-- 作業指示 --
以下のレコードから、文字列「knit」を含む行をすべて示してください。大文字と小文字は区別する。

位置ラベル付けデータの抜粋:
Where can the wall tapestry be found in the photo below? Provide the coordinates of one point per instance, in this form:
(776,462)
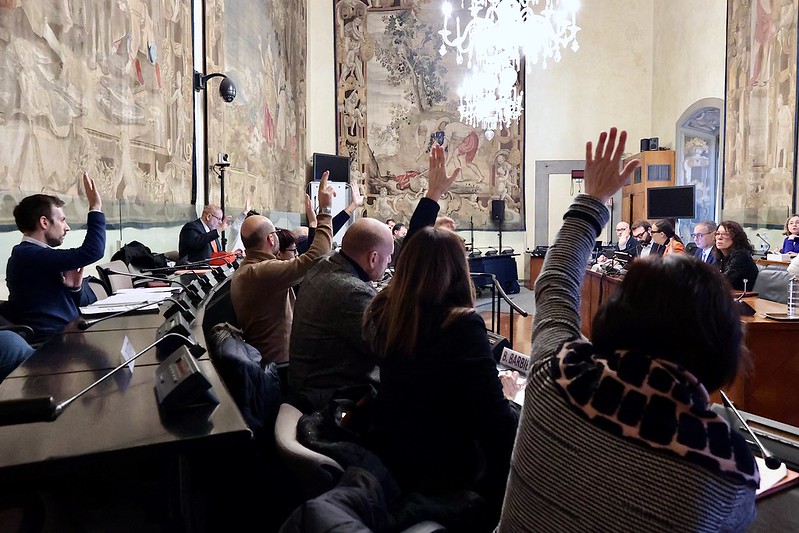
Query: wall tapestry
(103,86)
(760,135)
(388,61)
(261,46)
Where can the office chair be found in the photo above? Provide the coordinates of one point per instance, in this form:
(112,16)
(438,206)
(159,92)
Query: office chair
(314,473)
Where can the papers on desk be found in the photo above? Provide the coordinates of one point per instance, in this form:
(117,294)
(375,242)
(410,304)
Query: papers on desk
(127,299)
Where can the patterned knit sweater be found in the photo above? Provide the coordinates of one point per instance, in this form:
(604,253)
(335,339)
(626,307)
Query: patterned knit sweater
(570,472)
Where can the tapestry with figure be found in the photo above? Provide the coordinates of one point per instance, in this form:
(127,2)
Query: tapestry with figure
(99,86)
(396,96)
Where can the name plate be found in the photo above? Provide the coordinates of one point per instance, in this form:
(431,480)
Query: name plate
(515,360)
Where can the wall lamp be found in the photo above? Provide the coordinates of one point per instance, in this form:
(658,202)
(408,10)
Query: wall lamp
(227,89)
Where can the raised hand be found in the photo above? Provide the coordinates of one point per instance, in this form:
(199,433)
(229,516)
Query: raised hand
(326,192)
(602,176)
(439,182)
(92,194)
(309,212)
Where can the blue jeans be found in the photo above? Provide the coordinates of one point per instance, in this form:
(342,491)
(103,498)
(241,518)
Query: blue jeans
(13,351)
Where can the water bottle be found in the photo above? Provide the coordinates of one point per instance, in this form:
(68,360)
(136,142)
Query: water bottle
(793,298)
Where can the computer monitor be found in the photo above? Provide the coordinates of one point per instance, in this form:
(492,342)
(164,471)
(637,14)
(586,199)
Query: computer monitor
(338,165)
(671,202)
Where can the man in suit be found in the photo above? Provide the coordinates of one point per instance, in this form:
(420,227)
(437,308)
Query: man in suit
(704,238)
(641,231)
(46,285)
(200,238)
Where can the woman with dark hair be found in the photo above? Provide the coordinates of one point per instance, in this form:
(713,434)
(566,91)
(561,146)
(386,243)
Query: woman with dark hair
(444,421)
(734,256)
(617,435)
(790,245)
(663,234)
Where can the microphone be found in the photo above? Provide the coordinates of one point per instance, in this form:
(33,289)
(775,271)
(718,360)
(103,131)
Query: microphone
(44,408)
(768,244)
(195,297)
(771,461)
(84,324)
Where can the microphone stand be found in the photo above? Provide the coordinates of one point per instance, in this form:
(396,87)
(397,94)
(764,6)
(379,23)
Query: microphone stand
(771,461)
(44,408)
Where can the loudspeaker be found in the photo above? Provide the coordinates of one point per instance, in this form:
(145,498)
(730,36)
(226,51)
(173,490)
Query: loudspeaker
(498,210)
(498,344)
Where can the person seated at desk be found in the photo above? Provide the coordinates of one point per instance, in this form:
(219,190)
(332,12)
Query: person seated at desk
(734,256)
(641,230)
(200,238)
(704,236)
(663,234)
(617,434)
(46,285)
(261,288)
(443,420)
(790,245)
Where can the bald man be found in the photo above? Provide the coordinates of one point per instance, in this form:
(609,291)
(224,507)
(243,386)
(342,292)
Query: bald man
(327,347)
(261,289)
(200,238)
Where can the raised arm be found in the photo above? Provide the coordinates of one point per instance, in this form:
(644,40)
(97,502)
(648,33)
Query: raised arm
(557,290)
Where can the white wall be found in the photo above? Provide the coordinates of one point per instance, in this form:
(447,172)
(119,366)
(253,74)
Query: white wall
(689,60)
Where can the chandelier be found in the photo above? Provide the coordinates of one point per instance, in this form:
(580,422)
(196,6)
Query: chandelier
(500,34)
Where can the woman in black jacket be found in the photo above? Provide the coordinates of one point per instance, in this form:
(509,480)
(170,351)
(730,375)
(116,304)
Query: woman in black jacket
(734,256)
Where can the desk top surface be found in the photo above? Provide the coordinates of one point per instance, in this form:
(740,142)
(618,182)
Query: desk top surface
(120,414)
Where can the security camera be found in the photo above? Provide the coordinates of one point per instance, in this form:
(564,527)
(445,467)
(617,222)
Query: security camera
(227,90)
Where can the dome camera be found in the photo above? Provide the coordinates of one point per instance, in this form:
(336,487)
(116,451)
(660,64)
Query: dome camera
(227,90)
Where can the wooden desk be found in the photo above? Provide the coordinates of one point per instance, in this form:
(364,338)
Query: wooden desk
(769,390)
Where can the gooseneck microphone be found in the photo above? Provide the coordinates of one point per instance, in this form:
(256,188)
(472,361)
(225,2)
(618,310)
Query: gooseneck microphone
(44,408)
(768,244)
(84,324)
(772,462)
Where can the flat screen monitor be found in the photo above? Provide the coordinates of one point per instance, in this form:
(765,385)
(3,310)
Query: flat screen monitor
(338,165)
(671,202)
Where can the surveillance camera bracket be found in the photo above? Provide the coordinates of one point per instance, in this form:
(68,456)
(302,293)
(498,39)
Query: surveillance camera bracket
(200,81)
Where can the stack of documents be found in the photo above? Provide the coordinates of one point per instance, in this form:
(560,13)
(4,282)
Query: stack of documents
(127,299)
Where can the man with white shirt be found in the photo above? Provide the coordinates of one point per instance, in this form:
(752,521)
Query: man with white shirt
(704,238)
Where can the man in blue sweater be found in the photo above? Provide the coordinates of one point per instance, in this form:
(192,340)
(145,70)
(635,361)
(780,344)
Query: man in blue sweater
(46,285)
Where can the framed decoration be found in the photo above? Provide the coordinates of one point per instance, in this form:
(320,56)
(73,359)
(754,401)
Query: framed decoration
(396,96)
(104,87)
(760,134)
(261,46)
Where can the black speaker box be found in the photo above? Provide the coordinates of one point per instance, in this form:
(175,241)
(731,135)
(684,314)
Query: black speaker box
(498,210)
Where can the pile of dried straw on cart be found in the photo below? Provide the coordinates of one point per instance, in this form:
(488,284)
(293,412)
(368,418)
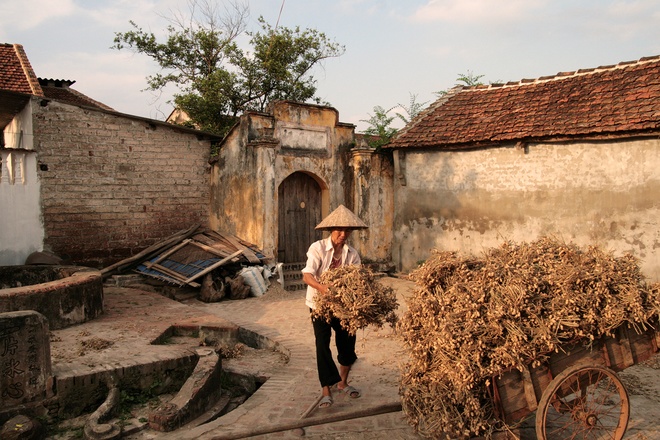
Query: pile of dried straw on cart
(357,298)
(473,318)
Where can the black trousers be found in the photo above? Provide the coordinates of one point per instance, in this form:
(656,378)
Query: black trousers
(345,343)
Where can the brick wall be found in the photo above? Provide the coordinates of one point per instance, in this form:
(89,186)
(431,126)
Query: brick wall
(112,185)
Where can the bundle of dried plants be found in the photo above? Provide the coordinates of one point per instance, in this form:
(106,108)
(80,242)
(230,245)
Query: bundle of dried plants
(471,319)
(357,298)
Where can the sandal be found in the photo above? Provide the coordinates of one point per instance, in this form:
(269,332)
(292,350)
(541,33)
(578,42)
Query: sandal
(325,402)
(351,391)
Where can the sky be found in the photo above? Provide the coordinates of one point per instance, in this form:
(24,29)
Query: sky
(396,50)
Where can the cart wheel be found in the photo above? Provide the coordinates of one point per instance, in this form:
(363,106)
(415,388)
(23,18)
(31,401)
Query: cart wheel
(583,402)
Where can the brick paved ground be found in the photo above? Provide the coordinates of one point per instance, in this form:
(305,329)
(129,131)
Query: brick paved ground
(133,318)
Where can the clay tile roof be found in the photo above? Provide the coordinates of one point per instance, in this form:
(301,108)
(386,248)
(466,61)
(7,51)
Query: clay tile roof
(624,98)
(16,74)
(60,90)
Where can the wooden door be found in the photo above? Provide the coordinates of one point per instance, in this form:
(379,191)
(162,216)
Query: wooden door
(299,198)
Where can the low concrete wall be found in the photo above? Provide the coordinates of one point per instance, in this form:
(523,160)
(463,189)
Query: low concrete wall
(65,295)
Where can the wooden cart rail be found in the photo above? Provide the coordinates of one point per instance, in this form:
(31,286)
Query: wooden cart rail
(516,394)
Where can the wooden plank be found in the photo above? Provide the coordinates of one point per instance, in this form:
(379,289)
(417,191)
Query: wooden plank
(221,254)
(210,268)
(247,252)
(528,386)
(107,271)
(626,351)
(174,274)
(168,253)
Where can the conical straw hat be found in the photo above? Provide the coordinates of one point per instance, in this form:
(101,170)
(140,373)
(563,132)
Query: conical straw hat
(342,217)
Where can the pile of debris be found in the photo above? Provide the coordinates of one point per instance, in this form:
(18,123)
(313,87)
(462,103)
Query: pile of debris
(218,264)
(474,318)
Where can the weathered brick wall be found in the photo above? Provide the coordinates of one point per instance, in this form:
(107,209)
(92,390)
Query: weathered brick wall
(113,185)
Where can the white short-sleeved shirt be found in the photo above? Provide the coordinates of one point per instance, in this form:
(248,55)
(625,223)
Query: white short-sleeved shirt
(319,258)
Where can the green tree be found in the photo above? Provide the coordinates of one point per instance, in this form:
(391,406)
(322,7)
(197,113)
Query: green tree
(412,110)
(380,130)
(464,79)
(216,79)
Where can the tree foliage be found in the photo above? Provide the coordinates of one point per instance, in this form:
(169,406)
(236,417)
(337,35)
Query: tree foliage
(412,110)
(380,130)
(217,80)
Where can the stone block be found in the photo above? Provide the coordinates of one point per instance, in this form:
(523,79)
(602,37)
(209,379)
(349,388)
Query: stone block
(25,365)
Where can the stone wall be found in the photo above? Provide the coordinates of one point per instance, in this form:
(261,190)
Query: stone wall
(112,185)
(590,193)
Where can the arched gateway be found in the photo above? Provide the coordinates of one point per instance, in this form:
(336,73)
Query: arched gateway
(299,211)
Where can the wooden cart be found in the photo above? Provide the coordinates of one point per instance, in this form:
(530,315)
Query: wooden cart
(576,392)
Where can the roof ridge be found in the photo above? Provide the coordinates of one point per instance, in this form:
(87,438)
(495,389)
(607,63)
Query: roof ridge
(32,79)
(564,75)
(430,109)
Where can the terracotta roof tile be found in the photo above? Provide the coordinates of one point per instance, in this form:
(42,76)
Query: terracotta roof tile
(588,102)
(16,74)
(60,90)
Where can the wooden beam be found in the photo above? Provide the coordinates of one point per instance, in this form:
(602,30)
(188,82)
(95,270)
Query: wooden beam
(213,266)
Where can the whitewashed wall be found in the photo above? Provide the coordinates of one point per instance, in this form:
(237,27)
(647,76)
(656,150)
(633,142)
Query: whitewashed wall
(601,193)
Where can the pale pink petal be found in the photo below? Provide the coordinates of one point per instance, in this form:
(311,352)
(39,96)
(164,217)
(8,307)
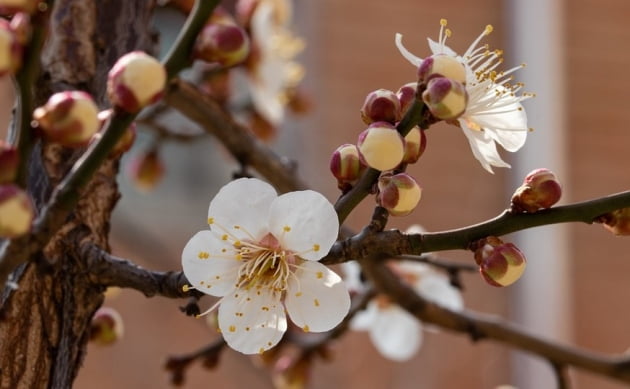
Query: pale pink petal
(305,223)
(316,298)
(207,264)
(243,203)
(252,321)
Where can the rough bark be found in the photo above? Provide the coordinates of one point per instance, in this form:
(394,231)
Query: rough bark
(45,315)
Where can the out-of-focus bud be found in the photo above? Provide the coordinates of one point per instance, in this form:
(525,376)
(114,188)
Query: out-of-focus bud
(10,7)
(441,65)
(135,81)
(146,170)
(345,163)
(107,327)
(381,105)
(68,118)
(445,98)
(380,146)
(617,221)
(540,190)
(415,143)
(11,49)
(500,264)
(9,160)
(399,193)
(406,95)
(16,211)
(226,44)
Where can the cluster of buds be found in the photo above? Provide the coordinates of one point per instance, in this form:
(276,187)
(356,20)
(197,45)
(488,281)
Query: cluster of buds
(540,190)
(500,264)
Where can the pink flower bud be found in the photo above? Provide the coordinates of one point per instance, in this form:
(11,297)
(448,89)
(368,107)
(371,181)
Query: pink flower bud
(381,105)
(380,146)
(406,95)
(617,221)
(135,81)
(500,264)
(226,44)
(441,65)
(540,190)
(68,118)
(16,211)
(106,327)
(399,193)
(9,160)
(445,98)
(345,163)
(146,170)
(415,143)
(11,49)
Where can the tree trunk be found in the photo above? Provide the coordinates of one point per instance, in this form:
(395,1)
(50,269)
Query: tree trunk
(45,314)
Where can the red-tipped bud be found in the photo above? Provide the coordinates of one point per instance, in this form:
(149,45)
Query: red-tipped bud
(380,146)
(9,160)
(146,170)
(226,44)
(135,81)
(16,211)
(406,95)
(617,221)
(445,98)
(381,105)
(415,143)
(107,327)
(11,49)
(442,65)
(540,190)
(399,193)
(68,118)
(500,264)
(345,163)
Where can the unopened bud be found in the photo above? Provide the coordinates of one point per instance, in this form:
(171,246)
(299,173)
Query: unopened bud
(106,327)
(399,193)
(445,98)
(16,211)
(11,49)
(68,118)
(617,221)
(226,44)
(135,81)
(146,170)
(9,160)
(380,146)
(415,143)
(381,105)
(441,65)
(500,264)
(406,96)
(540,190)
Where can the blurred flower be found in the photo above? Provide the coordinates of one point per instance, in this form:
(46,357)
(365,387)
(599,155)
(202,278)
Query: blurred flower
(260,256)
(494,113)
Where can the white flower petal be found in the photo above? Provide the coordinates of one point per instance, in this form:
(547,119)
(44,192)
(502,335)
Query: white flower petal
(207,267)
(252,321)
(244,203)
(416,61)
(316,298)
(396,334)
(304,222)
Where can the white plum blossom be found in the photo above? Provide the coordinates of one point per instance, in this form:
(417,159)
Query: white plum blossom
(395,333)
(260,256)
(494,113)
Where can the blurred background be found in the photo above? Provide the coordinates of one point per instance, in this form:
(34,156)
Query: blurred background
(576,286)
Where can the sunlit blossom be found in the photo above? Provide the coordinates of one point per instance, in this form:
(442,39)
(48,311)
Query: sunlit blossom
(260,256)
(494,113)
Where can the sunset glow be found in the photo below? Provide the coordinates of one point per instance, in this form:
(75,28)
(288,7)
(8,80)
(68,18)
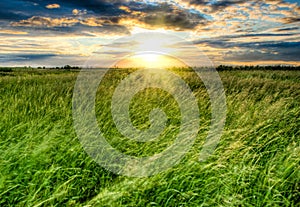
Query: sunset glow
(150,60)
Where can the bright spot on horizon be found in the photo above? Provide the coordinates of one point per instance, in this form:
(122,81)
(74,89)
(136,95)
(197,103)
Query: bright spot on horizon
(150,60)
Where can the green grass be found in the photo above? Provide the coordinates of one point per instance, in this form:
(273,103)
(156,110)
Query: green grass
(42,163)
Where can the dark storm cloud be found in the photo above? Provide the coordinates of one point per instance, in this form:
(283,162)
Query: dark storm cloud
(215,5)
(24,57)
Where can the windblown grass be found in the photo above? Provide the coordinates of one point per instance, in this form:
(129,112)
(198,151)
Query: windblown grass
(42,163)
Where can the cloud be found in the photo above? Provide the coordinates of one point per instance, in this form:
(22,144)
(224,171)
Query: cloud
(53,6)
(12,32)
(37,21)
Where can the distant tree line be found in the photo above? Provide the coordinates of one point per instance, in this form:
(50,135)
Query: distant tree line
(257,67)
(66,67)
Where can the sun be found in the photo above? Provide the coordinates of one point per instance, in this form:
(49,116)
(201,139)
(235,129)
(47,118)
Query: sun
(151,60)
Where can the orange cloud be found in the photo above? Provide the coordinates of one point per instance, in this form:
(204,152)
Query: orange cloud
(13,32)
(53,6)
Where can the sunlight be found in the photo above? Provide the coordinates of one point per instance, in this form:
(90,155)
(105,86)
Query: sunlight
(150,60)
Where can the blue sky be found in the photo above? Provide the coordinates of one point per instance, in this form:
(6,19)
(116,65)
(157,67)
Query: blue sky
(55,33)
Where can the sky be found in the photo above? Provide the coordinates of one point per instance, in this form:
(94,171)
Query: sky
(231,32)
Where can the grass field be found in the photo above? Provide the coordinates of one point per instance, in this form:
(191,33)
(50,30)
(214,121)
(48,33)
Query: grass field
(256,163)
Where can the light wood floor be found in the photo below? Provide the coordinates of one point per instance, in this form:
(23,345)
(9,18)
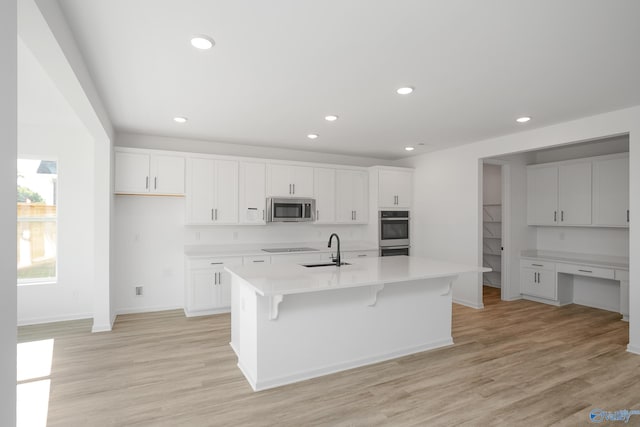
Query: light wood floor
(514,363)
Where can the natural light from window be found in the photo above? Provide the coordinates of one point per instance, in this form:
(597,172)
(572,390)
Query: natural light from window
(37,205)
(34,370)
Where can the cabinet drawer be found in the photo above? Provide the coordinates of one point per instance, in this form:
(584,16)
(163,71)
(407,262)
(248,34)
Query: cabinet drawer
(585,270)
(257,260)
(360,254)
(537,264)
(213,262)
(621,275)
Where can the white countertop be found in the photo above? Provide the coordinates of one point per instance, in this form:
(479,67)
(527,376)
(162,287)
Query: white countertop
(253,249)
(605,261)
(285,279)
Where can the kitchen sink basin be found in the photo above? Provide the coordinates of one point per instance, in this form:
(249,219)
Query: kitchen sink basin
(324,264)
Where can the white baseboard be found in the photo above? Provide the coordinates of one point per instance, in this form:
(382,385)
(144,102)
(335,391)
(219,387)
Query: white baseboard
(53,319)
(207,312)
(468,303)
(135,310)
(313,373)
(633,349)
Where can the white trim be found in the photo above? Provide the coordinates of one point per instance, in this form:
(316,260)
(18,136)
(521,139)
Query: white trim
(338,367)
(468,303)
(633,349)
(53,319)
(136,310)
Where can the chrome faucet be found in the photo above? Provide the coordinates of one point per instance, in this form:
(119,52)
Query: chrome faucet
(337,258)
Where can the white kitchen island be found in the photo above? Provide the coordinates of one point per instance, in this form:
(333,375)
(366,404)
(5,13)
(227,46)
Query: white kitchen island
(290,323)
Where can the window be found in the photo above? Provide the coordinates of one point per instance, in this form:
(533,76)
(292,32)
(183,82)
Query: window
(37,220)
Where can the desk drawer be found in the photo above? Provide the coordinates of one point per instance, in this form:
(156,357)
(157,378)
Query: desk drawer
(585,270)
(537,264)
(214,262)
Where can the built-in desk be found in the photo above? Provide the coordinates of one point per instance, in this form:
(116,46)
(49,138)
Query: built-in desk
(547,276)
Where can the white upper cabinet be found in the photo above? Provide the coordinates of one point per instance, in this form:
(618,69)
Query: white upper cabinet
(352,197)
(394,188)
(212,196)
(611,192)
(325,195)
(252,193)
(542,196)
(145,173)
(559,195)
(574,194)
(289,181)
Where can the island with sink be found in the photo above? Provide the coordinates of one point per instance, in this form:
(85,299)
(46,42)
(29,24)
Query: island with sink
(292,322)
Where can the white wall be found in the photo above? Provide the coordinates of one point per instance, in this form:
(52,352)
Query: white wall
(221,148)
(149,241)
(448,215)
(8,136)
(491,184)
(72,296)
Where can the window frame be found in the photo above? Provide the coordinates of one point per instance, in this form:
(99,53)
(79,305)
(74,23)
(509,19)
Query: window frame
(43,280)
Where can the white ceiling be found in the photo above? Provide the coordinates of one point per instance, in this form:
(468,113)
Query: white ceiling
(278,67)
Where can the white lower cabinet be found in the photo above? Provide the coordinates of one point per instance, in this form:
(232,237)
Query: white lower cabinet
(538,283)
(208,289)
(538,279)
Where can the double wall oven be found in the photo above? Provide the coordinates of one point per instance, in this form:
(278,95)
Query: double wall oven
(394,233)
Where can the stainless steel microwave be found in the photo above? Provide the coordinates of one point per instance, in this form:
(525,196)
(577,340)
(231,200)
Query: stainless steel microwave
(285,209)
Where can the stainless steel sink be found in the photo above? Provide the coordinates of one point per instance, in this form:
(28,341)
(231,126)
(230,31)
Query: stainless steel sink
(324,264)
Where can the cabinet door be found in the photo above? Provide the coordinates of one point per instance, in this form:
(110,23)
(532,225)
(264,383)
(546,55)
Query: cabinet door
(611,192)
(574,194)
(226,192)
(542,196)
(252,193)
(167,174)
(394,189)
(200,191)
(360,194)
(538,283)
(302,180)
(203,290)
(132,172)
(344,197)
(325,195)
(222,297)
(279,181)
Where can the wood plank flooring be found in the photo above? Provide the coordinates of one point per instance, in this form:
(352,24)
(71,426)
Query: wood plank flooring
(514,363)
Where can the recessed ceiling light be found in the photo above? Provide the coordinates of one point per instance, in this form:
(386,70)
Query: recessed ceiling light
(202,42)
(405,90)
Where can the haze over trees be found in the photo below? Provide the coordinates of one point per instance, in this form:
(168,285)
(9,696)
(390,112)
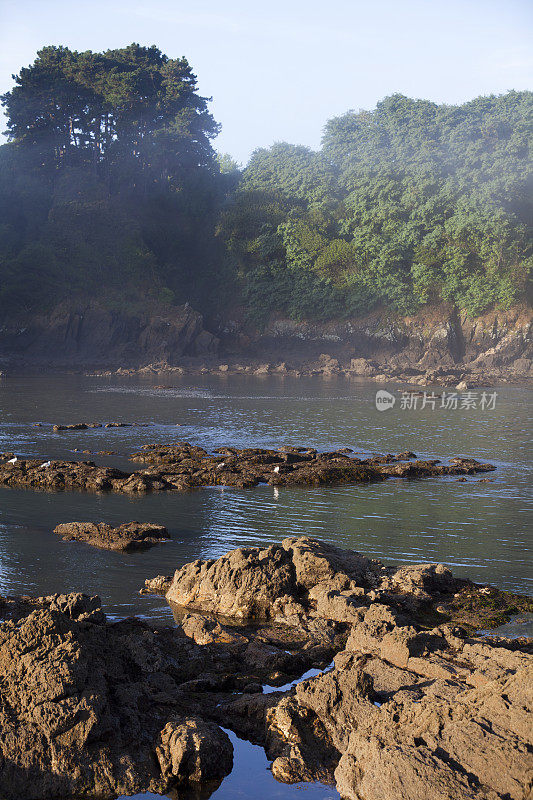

-- 完成した演習 --
Where can the patterned knit sweater be found in the photo above? Provide the coordinates of one point per instance, in this form:
Query: patterned knit sweater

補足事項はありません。